_TASK TO COMPLETE:_ Copy these items word for word, starting at the line that has "It would be great if you could detect the pomegranate segment" and stopping after the line that has "[111, 378, 408, 670]".

**** DATA RECORDS ****

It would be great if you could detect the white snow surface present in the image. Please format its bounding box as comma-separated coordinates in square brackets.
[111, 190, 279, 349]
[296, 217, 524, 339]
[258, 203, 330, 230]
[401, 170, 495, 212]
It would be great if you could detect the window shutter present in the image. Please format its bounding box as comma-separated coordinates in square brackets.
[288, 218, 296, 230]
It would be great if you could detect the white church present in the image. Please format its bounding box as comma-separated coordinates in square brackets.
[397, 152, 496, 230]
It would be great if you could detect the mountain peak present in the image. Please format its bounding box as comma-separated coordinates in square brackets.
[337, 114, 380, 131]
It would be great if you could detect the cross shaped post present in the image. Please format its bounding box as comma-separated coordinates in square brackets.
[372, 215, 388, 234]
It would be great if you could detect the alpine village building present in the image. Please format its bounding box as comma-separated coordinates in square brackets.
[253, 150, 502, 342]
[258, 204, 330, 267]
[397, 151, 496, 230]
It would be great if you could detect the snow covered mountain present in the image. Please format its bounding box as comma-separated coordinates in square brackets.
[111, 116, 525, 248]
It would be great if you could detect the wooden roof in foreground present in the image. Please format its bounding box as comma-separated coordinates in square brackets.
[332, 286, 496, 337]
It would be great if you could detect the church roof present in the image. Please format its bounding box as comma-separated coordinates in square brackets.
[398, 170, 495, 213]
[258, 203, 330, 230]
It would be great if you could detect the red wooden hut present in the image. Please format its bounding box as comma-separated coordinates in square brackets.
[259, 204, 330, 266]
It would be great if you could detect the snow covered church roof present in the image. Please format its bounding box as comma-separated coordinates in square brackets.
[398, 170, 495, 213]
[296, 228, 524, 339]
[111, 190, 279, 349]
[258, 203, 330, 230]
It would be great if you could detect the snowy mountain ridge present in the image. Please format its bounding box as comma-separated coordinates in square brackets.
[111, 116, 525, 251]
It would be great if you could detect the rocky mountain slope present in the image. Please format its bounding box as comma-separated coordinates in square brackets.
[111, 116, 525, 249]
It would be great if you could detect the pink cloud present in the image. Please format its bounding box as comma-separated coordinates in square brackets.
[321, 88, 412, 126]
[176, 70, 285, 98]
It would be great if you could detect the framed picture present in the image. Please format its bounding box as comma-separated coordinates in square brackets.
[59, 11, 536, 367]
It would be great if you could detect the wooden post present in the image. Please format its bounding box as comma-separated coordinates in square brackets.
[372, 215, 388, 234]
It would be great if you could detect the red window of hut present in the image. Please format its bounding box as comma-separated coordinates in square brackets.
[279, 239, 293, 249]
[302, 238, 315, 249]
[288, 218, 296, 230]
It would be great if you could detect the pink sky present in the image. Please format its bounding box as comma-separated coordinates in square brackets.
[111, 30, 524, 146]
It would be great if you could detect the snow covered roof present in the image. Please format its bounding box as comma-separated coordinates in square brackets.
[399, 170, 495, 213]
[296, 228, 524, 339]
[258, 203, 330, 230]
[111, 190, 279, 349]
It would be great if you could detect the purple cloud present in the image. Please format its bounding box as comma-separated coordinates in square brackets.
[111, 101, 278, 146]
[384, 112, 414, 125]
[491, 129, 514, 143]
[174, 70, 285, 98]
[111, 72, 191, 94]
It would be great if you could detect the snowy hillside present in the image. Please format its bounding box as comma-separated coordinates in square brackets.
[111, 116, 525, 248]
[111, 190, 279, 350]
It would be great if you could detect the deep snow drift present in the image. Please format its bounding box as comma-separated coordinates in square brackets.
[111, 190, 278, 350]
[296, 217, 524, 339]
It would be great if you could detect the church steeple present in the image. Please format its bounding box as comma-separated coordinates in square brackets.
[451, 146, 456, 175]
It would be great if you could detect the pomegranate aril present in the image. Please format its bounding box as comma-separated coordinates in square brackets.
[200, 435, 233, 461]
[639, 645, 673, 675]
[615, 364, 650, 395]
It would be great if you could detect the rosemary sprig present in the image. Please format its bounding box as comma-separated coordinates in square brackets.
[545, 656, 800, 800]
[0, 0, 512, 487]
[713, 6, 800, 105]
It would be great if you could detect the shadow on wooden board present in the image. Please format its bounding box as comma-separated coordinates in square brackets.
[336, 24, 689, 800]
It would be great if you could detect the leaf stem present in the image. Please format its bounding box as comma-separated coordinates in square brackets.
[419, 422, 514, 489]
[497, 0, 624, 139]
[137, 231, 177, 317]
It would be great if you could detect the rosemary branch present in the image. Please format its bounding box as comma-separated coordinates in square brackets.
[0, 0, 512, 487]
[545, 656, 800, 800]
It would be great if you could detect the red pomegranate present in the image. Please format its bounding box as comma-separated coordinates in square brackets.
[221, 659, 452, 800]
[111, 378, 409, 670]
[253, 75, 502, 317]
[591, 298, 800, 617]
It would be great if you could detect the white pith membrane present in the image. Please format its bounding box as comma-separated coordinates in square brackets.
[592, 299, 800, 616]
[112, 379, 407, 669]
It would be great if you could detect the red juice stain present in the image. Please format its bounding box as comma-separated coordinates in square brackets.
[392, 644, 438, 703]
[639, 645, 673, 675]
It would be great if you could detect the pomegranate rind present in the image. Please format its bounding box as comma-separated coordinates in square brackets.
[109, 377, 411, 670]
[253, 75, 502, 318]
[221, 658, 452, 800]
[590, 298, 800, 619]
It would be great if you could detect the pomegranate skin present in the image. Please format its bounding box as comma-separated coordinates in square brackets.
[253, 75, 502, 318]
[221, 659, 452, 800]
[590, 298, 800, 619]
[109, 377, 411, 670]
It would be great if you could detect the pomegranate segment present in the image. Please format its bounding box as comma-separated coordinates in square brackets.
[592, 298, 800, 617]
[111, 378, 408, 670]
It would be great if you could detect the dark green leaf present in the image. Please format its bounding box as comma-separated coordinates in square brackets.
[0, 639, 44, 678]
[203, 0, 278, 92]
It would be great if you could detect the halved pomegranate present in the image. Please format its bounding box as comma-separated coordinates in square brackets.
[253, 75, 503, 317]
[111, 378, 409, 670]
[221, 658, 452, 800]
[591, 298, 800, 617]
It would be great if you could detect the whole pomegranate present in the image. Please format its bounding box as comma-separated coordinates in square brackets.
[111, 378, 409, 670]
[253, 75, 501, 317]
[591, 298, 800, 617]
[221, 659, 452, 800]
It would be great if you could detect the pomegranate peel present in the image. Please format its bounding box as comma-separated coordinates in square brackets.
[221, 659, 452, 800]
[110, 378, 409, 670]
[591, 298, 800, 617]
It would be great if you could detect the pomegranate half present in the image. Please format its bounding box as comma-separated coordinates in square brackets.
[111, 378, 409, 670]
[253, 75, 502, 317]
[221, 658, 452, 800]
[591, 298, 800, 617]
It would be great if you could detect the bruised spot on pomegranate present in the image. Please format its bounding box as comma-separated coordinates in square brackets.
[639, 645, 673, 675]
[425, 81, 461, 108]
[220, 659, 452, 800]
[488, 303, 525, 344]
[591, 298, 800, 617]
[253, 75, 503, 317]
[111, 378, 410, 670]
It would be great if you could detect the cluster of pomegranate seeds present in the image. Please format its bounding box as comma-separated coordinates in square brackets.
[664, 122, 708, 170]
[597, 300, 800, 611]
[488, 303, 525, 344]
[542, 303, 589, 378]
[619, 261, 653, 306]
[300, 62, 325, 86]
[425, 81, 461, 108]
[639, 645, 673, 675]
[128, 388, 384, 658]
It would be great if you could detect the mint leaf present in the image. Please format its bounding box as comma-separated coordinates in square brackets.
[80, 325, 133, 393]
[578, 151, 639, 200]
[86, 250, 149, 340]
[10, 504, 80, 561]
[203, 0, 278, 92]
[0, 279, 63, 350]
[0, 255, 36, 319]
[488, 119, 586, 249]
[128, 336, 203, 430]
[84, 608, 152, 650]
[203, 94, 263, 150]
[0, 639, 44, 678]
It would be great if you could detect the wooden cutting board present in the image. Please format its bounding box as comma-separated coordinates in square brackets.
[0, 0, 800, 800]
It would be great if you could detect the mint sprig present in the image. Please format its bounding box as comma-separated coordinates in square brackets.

****

_COMPLETED EXERCISE:_
It would be great if you could detect the pomegranate segment present in the image. Please format its bounding box as comma-separated coordinates in square brackets.
[592, 298, 800, 617]
[111, 378, 408, 670]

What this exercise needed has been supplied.